Work instructions » Copy out every one of the rows below, replacing "Curb-usage audit" with "Parking survey" and leaving everything else unchanged.

Input »
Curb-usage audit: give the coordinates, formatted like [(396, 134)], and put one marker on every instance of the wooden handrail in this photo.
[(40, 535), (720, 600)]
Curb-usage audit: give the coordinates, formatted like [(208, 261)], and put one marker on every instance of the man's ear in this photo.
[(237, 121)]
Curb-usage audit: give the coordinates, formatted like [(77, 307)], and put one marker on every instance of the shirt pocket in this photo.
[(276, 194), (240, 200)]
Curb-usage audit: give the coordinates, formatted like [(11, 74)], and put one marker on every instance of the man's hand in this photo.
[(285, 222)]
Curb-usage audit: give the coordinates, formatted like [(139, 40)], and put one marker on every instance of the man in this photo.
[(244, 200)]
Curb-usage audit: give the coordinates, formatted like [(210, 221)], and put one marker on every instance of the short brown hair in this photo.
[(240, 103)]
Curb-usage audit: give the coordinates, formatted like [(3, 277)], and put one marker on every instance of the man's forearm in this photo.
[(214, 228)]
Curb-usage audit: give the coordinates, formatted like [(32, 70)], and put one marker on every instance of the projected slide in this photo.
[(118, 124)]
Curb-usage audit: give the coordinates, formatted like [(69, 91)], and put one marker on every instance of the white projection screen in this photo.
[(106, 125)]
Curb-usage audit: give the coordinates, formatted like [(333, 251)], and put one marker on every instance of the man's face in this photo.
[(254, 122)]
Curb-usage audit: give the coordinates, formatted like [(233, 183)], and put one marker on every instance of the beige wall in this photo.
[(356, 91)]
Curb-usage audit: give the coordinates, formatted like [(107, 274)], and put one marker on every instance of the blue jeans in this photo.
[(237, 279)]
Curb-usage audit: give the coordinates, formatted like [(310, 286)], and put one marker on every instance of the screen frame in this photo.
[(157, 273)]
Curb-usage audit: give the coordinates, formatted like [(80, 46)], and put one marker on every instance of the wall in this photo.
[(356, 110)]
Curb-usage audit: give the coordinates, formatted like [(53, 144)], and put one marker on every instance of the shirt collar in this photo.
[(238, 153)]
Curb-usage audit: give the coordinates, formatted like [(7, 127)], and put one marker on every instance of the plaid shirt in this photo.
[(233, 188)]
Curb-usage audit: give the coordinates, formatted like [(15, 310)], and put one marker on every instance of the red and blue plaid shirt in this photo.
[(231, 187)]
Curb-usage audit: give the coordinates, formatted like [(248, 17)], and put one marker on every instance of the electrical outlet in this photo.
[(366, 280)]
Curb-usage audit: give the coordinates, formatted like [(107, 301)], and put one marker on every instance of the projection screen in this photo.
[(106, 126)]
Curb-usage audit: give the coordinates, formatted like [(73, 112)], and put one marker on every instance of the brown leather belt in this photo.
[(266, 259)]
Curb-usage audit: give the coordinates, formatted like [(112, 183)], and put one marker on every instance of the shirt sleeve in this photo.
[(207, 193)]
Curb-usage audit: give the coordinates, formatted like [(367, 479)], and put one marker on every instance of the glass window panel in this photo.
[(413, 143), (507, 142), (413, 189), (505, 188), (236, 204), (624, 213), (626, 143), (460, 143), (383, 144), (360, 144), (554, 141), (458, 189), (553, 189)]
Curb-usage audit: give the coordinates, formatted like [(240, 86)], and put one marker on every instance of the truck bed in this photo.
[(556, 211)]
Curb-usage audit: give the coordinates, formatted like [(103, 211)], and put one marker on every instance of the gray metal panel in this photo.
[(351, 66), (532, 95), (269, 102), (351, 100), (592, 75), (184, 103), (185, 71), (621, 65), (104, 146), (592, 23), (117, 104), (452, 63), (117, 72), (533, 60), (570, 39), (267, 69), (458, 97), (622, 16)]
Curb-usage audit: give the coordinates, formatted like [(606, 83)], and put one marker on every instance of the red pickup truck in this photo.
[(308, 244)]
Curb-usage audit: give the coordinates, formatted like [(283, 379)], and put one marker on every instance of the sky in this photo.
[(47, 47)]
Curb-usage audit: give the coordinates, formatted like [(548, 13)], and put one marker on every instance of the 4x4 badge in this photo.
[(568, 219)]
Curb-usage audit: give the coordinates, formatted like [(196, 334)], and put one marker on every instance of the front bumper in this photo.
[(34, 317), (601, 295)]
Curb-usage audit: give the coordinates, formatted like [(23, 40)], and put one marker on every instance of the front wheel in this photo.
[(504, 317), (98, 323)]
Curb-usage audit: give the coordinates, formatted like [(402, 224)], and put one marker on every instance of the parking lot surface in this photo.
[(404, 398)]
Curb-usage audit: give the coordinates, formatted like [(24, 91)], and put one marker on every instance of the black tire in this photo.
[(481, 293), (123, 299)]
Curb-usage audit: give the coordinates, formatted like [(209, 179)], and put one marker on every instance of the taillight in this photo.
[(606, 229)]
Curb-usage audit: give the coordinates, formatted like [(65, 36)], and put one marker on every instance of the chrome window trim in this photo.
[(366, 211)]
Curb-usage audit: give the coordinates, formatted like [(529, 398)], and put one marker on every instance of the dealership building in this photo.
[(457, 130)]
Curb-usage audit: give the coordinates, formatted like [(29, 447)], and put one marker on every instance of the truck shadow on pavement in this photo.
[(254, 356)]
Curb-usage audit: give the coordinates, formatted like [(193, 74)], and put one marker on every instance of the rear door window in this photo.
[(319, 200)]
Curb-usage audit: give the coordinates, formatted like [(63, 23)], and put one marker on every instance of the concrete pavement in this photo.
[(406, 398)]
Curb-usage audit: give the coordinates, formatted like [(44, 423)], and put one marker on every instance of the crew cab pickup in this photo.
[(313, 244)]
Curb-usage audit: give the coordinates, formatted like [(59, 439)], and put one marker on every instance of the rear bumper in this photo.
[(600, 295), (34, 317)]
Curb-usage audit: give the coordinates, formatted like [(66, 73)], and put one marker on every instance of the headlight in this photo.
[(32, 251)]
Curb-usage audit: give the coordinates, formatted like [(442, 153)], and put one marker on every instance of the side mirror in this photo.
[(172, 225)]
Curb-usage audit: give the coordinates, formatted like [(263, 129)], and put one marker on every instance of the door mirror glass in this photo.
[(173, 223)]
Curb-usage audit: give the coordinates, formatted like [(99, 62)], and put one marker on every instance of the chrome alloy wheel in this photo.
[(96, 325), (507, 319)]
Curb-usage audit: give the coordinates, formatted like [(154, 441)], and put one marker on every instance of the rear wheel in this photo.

Finished exercise »
Parking survey: give the coordinates, formatted like [(396, 134)], and put one marker on every instance of the wooden handrail in this photo.
[(40, 535), (720, 600)]
Parking survey: give the coordinates, formatted like [(208, 261)], and put one marker on every instance of the man's ear in this photo.
[(237, 121)]
Parking survey: give the coordinates, formatted like [(77, 307)], and put one marker on every instance of the shirt pocket in this photo.
[(276, 194), (240, 200)]
Parking survey: give the coordinates, formatted like [(11, 74)], and put one marker on every instance of the man's hand in this photo.
[(285, 222)]
Parking survey: give the coordinates, formatted like [(139, 40)], and put one marker on every instance of the man in this photo.
[(244, 200)]
Parking survey: give the coordinates, formatted like [(210, 221)], and put one marker on every instance of the short brown hair in this photo.
[(240, 103)]
Parking survey: give the coordinates, formatted like [(3, 277)], and put one marker on every instance of the man's forearm in this photo.
[(214, 228)]
Parking survey: give the coordinates, formatted like [(32, 70)], and put one marker on every instance of the projected slide in this photo.
[(118, 124)]
Parking survey: give the coordinates, formatted like [(69, 91)], and put one marker on every instance of the white projection screen in this photo.
[(106, 125)]
Parking survey: give the coordinates, formatted like [(333, 251)], and put one marker on every instance of the man's face in this photo.
[(254, 122)]
Parking survey: give the coordinates, formatted like [(233, 183)], and put one marker on every instance of the beige wall in this photo.
[(356, 91)]
Parking survey: give the coordinates, formatted like [(107, 274)], and put one marker on every instance of the blue jeans in this photo.
[(237, 279)]
Parking survey: give the coordinates, formatted like [(310, 286)], and put one marker on every instance of the screen frame in this photo.
[(157, 273)]
Parking survey: give the coordinates, formatted like [(80, 46)], and put one marker on every instance of the wall in this photo.
[(356, 110)]
Parking survey: give the coordinates, formatted like [(53, 144)], and put one marker on every instance of the shirt collar in this photo.
[(238, 153)]
Parking survey: give the coordinates, formatted like [(7, 127)], and put one marker on every instance of the plaid shirt in this photo.
[(233, 188)]
Parking survey: give the coordinates, formatted like [(15, 310)], and put one marker on every instance of the red and blue plaid shirt in this photo.
[(231, 187)]
Parking survey: give the coordinates, formatted like [(248, 17)], and put one marker on every instance of the electrical outlet in this photo.
[(366, 280)]
Parking survey: give the coordinates, formatted like [(107, 301)], and put one marker on every instance of the projection screen in this photo.
[(106, 126)]
Parking survey: give the coordinates, formatted like [(73, 112)], and put one marker on every instance of the brown leather belt in this photo.
[(266, 259)]
Parking survey: give the coordinates, formatted like [(112, 183)], and put one marker on every instance of the shirt sleeve in this photo.
[(207, 193)]
Parking survey: give the coordinates, formatted like [(367, 479)], and put one marker on every instance of the glass window panel in this photo.
[(413, 143), (507, 142), (413, 189), (505, 188), (236, 204), (624, 213), (626, 143), (460, 143), (383, 144), (360, 144), (554, 141), (458, 189), (553, 189)]
Parking survey: give the coordinates, formatted like [(240, 86)], and put one marker on every instance of the truck bed in this photo.
[(556, 211)]
Parking survey: give the coordinates, formatted like [(103, 211)], and put one marker on every instance of the gray metal panel in this photo.
[(351, 66), (532, 95), (269, 102), (351, 100), (592, 75), (184, 103), (185, 71), (621, 65), (104, 146), (592, 23), (117, 104), (452, 63), (117, 72), (533, 60), (570, 39), (267, 69), (458, 97), (622, 16)]
Parking survey: give the coordinates, formatted like [(606, 83)], and put one marker on every instance of the red pickup truck in this photo.
[(308, 244)]
Parking survey: give the coordinates, formatted like [(283, 379)], and put one marker on every instance of the sky in this photo.
[(47, 47)]
Parking survey: give the coordinates, formatted like [(548, 13)], and put one marker on every instance of the 4x4 badge in this photo.
[(568, 219)]
Parking survey: give the coordinates, formatted like [(196, 334)], and put one marker on every instance of the front bumper in this photo.
[(34, 317), (601, 295)]
Parking survey: give the coordinates, formatted like [(23, 40)], and put one marker on every instance of the front wheel in this photo.
[(504, 317), (98, 323)]
Parking survey: give the coordinates, formatted like [(402, 224)], and put one marker on every instance of the parking lot surface in this photo.
[(404, 398)]
Parking survey: give the coordinates, formatted like [(24, 91)], and put one marker on every instance of the black tire in this photo.
[(481, 293), (123, 299)]
Parking survey: give the coordinates, formatted like [(209, 179)], and put one marker on every instance of the taillight in this photo.
[(606, 229)]
Parking survey: give the coordinates, formatted like [(65, 36)], and put one marker on every instance of the chrome window trim in this photo.
[(366, 211)]
Parking survey: give the coordinates, formatted like [(529, 398)], and put one marker on every instance of the dealership building in this photo.
[(457, 130)]
Parking survey: give the coordinates, formatted like [(29, 447)], and put one marker on every instance of the truck shadow on pavement in this photo.
[(254, 356)]
Parking survey: give the coordinates, formatted like [(193, 74)], and put one marker on every instance of the rear door window in this photo.
[(319, 200)]
Parking survey: give the coordinates, formatted like [(63, 23)], and put one marker on every instance of the concrete pavement in this photo.
[(406, 398)]
Parking survey: give the coordinates, formatted like [(44, 423)], and put one marker on every instance of the crew cab pickup in this photo.
[(313, 244)]
Parking survey: give the coordinates, formatted like [(59, 439)], and put one marker on every instance of the rear bumper in this photo.
[(600, 295), (34, 317)]
Parking survey: give the coordinates, formatted like [(66, 73)], and put one marker on every instance of the headlight in this photo.
[(32, 251)]
Parking survey: give the coordinates, formatted like [(442, 153)], and put one marker on every instance of the side mirror in this photo.
[(172, 225)]
Parking survey: give the coordinates, formatted like [(263, 129)], and put one marker on every instance of the door mirror glass in this photo.
[(173, 223)]
Parking survey: give the coordinates, formatted like [(99, 62)], and put one marker on every instance of the chrome alloy wheel in this photo.
[(96, 325), (507, 319)]
Parking survey: give the coordinates, formatted like [(154, 441)], and put one marker on every instance of the rear wheel in this photo.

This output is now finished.